About this exercise
Exact copies of the records below are needed, free of pictures.

Input material

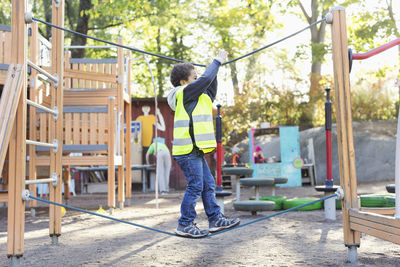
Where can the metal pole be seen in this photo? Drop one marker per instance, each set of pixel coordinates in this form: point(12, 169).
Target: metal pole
point(42, 71)
point(328, 129)
point(219, 148)
point(45, 109)
point(397, 170)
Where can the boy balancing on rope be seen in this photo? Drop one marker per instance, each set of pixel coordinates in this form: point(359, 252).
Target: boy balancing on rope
point(191, 99)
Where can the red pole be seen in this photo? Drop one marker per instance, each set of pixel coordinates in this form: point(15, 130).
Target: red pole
point(377, 50)
point(219, 165)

Answer section
Where can the metal pole be seen in this photo? Drop one marker per instance, each set of pixel coordinates in this form: point(12, 169).
Target: metal pole
point(42, 71)
point(328, 129)
point(219, 148)
point(45, 109)
point(397, 170)
Where can the boy balancing on rope be seen in this photo? Drop one marker per instance, each set of pixel coordinates in this form: point(359, 252).
Target: boy balancing on rope
point(191, 99)
Where can the red pole be seen in this photo? Drop one marker per instance, each set of pixel coordinates in this form: point(15, 130).
Target: red pole
point(377, 50)
point(219, 165)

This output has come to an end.